- Brief:
Everything from the first line of the material below through the line containing "Task — pin one marker per instance of the conference" is to be printed exactly, and nothing more.

- Source information:

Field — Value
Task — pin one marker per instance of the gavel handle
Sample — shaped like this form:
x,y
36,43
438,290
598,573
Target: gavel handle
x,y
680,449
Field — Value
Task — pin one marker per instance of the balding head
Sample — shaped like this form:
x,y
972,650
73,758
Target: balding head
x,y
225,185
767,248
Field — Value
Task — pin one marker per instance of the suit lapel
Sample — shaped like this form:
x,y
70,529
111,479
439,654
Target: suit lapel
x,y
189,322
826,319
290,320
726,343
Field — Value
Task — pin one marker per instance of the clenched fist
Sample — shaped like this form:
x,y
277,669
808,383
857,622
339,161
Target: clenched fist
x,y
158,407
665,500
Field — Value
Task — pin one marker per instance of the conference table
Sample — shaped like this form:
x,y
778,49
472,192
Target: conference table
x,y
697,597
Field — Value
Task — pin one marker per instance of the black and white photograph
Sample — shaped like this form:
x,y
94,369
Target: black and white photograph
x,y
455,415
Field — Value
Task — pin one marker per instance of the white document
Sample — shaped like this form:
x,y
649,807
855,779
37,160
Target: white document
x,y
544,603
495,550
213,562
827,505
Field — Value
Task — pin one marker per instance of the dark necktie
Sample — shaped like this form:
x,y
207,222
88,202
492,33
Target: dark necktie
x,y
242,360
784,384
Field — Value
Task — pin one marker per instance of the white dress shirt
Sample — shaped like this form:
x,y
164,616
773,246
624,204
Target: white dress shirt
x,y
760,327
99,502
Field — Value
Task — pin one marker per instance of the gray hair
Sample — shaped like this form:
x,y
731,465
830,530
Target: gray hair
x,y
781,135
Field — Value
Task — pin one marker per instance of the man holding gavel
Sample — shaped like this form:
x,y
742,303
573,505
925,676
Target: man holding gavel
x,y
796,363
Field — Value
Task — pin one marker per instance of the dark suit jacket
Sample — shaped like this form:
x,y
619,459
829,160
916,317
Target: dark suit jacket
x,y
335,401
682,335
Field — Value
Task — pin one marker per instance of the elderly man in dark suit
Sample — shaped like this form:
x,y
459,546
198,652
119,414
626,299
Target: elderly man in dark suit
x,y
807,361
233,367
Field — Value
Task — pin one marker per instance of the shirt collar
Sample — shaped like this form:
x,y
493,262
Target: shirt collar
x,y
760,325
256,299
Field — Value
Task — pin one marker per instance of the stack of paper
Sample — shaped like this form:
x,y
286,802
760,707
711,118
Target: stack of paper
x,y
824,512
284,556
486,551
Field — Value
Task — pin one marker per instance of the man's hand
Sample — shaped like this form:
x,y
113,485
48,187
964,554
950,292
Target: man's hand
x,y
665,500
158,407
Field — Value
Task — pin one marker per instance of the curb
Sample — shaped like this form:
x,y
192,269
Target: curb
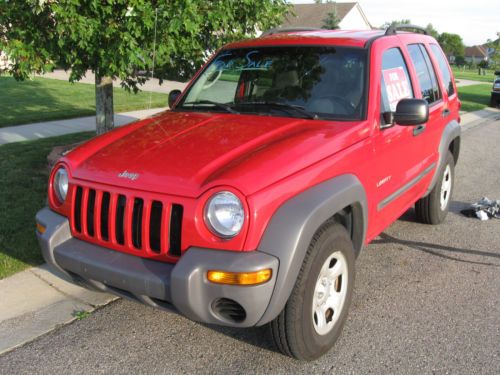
x,y
39,300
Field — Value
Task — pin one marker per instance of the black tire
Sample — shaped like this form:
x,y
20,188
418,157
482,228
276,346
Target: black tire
x,y
293,331
428,209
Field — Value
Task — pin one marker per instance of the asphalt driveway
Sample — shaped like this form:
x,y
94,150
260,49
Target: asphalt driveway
x,y
427,300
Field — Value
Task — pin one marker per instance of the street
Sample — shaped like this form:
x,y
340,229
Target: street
x,y
427,300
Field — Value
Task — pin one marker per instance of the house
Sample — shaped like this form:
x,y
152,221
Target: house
x,y
350,15
476,54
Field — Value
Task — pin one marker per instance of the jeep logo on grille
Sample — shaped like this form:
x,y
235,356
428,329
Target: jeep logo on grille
x,y
130,176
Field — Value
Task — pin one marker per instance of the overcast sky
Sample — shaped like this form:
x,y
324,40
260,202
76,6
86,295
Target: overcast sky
x,y
474,20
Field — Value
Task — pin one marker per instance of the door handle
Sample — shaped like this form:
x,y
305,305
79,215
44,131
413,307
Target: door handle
x,y
419,129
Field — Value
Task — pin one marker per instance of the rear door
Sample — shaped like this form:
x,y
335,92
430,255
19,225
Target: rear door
x,y
429,89
398,161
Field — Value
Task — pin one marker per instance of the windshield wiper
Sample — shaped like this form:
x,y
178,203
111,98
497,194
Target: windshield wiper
x,y
223,106
284,106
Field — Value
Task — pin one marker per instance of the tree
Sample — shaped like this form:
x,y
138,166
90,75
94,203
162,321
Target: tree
x,y
394,23
451,44
331,22
460,60
494,47
430,30
116,39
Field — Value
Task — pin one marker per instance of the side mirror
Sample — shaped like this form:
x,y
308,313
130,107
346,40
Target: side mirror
x,y
411,112
172,97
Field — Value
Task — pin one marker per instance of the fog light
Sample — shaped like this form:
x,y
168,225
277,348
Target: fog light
x,y
40,228
240,278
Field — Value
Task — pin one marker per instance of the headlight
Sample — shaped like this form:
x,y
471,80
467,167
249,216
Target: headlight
x,y
61,184
224,214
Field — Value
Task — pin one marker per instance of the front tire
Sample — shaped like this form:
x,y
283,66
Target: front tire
x,y
316,311
433,208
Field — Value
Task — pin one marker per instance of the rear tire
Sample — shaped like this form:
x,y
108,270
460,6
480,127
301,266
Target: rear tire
x,y
433,208
316,311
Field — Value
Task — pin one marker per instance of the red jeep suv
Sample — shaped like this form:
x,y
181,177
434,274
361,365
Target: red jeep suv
x,y
248,202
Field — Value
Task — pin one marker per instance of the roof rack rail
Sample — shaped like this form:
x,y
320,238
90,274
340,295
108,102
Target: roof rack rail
x,y
288,30
393,29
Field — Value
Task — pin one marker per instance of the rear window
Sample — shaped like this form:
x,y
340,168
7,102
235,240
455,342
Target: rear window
x,y
425,73
443,67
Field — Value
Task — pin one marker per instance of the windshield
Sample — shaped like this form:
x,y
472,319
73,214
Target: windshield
x,y
307,82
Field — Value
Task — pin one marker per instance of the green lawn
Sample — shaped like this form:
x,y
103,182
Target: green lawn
x,y
43,99
474,97
472,74
23,190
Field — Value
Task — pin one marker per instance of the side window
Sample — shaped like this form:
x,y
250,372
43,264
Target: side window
x,y
396,83
425,73
443,67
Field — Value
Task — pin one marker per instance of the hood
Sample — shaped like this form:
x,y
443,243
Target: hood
x,y
186,153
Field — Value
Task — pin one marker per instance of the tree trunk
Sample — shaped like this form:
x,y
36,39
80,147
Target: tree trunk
x,y
104,104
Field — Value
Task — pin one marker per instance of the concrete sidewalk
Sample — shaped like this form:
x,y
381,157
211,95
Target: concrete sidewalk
x,y
60,127
152,84
36,301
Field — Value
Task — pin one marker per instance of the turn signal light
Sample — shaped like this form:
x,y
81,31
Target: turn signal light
x,y
240,278
40,228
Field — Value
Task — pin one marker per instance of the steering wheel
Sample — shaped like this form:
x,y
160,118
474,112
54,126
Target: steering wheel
x,y
211,83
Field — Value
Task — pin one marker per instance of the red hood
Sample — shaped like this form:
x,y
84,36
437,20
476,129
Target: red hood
x,y
183,153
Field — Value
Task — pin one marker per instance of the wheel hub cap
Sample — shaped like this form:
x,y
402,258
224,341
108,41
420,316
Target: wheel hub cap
x,y
329,293
445,188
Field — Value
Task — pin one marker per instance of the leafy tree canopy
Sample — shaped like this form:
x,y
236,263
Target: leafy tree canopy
x,y
494,46
116,38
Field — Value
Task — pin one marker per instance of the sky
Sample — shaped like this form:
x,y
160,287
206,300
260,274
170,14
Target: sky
x,y
474,20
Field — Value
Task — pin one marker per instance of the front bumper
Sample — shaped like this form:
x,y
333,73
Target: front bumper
x,y
181,287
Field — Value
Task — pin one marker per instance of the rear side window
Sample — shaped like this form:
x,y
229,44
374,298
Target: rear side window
x,y
396,84
443,67
425,73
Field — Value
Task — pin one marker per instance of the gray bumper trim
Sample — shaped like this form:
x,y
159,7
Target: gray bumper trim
x,y
123,271
182,287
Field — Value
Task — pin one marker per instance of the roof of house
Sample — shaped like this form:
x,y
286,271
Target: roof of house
x,y
476,51
314,15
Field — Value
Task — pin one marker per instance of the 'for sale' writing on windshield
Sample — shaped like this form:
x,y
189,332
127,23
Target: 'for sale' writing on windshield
x,y
397,86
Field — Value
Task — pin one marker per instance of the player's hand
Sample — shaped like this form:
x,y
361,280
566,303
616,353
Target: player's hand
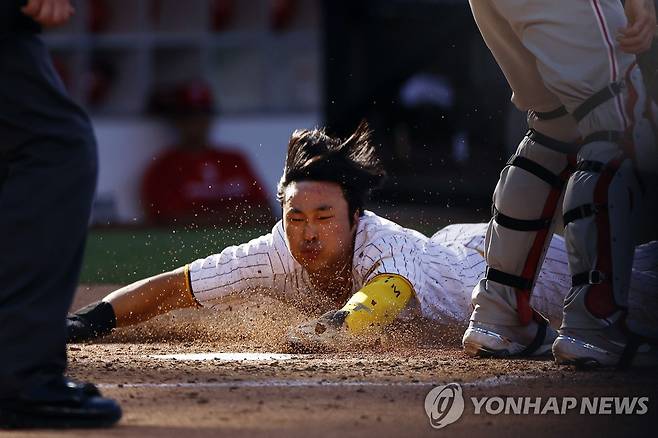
x,y
638,35
49,13
324,334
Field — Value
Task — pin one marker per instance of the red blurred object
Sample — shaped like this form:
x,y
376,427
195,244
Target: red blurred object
x,y
282,13
188,98
221,12
202,186
99,16
195,96
100,79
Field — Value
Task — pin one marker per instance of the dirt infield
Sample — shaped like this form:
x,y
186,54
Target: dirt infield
x,y
374,390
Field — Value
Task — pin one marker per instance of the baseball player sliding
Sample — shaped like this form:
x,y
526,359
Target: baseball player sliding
x,y
591,149
328,253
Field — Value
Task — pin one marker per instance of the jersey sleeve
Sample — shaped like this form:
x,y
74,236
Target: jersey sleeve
x,y
390,254
241,269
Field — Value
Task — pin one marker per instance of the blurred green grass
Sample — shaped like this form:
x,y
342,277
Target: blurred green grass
x,y
124,255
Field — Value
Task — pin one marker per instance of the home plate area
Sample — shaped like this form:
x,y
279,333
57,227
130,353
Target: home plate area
x,y
199,373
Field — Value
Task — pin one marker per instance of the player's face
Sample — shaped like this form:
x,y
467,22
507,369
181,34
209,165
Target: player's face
x,y
318,229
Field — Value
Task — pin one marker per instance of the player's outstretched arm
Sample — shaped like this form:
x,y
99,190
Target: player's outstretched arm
x,y
375,306
638,35
132,304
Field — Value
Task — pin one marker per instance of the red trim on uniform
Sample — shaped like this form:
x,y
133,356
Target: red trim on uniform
x,y
603,26
633,97
600,299
531,266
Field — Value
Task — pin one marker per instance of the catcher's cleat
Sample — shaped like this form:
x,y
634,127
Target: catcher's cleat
x,y
603,348
321,335
60,403
501,341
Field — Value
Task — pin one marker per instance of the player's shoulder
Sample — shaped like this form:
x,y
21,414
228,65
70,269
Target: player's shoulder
x,y
374,228
468,235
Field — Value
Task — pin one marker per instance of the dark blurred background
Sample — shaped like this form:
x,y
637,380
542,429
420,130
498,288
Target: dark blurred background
x,y
193,103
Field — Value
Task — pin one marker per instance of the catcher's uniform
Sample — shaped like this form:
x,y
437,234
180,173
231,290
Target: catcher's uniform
x,y
590,153
443,269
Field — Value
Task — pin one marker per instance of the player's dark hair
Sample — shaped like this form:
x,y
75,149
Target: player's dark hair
x,y
353,164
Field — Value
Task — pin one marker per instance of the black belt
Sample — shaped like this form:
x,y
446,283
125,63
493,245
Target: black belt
x,y
550,115
589,277
607,136
597,99
506,279
551,143
582,211
538,170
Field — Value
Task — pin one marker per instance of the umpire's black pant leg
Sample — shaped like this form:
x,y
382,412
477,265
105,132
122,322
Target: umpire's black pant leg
x,y
45,201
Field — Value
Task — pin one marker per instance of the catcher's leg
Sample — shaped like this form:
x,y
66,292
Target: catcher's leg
x,y
526,201
604,201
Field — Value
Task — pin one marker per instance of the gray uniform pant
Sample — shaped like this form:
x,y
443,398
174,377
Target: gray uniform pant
x,y
559,53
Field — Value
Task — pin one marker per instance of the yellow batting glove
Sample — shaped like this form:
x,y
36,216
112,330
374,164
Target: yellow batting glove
x,y
378,303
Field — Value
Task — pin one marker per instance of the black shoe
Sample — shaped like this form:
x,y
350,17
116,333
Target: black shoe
x,y
59,404
91,322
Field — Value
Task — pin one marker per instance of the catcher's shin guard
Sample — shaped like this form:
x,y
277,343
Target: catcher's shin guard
x,y
605,201
526,200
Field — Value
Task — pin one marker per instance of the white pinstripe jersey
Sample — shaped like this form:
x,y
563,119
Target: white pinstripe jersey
x,y
443,269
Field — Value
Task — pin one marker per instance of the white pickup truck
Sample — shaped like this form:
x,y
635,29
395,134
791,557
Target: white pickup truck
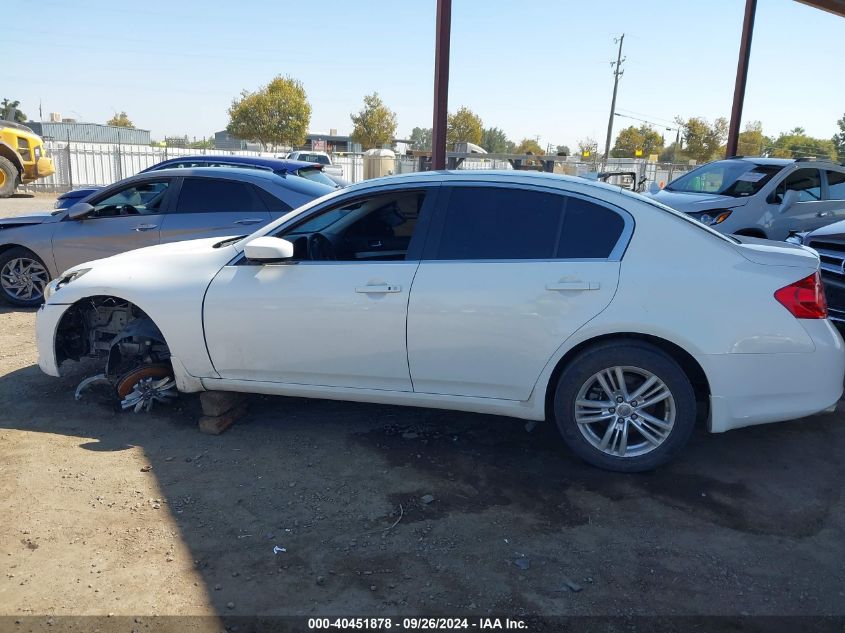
x,y
329,168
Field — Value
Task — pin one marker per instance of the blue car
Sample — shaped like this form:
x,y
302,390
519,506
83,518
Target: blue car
x,y
309,171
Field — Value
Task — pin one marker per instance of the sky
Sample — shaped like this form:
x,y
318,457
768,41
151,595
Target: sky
x,y
538,68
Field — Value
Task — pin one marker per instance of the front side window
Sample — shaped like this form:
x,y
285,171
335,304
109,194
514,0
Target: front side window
x,y
807,182
378,228
836,185
735,178
497,223
207,195
140,199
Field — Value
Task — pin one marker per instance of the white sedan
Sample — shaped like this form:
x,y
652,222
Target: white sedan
x,y
519,294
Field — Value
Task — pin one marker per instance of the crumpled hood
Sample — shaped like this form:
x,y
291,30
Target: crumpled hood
x,y
696,202
163,254
44,217
772,253
836,230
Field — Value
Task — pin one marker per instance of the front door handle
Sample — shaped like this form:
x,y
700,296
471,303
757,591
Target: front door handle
x,y
378,289
574,285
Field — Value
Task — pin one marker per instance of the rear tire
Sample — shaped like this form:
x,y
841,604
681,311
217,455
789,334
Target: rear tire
x,y
8,177
23,278
630,428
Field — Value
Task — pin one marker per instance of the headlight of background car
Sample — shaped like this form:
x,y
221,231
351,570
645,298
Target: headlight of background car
x,y
712,218
63,280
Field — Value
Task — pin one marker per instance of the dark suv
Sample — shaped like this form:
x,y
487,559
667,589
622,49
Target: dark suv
x,y
282,167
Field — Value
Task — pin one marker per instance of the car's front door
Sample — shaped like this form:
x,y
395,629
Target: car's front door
x,y
807,213
214,207
508,275
123,219
335,314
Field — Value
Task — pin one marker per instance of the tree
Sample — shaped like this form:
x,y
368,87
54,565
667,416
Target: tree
x,y
421,139
375,125
9,111
529,146
494,140
464,126
839,140
633,139
275,114
703,140
587,148
120,120
796,144
751,140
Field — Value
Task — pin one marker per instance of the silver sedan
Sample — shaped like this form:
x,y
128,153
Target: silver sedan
x,y
151,208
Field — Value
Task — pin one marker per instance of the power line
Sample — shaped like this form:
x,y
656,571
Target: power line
x,y
617,73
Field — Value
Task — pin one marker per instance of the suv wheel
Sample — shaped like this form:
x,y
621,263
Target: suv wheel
x,y
627,407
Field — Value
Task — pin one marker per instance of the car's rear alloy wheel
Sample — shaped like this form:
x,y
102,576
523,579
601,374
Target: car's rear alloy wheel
x,y
626,407
23,278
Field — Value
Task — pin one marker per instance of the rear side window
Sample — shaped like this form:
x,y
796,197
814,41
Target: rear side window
x,y
590,231
836,185
498,223
807,182
205,195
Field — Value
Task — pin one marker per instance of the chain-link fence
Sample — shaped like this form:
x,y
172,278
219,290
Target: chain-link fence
x,y
99,164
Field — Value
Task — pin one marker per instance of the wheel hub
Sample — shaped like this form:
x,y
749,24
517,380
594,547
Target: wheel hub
x,y
23,278
625,411
142,387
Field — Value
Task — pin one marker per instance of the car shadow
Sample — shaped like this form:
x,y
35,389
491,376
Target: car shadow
x,y
387,509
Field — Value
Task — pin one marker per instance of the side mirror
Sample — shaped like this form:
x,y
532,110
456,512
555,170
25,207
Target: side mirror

- Worked solution:
Field — Value
Task — pin one marker per instance of the gavel handle
Sample — shaped like this form:
x,y
36,43
438,290
598,573
Target: gavel handle
x,y
680,449
Field — Value
Task — pin one marker per instance of the balding head
Sample — shaped like this form:
x,y
972,650
73,758
Target: balding head
x,y
225,185
767,248
Field — Value
Task — pin one marker per instance of the suit lapel
Sample — shaped like this form:
x,y
70,529
111,479
439,654
Target: suit lapel
x,y
189,322
826,319
290,320
726,343
Field — Value
Task — pin one marker per instance of the clenched fist
Sample — shaped like this form:
x,y
277,669
808,383
857,622
339,161
Target: clenched fist
x,y
158,407
665,500
Field — Value
Task — pin one marker per instance of the conference table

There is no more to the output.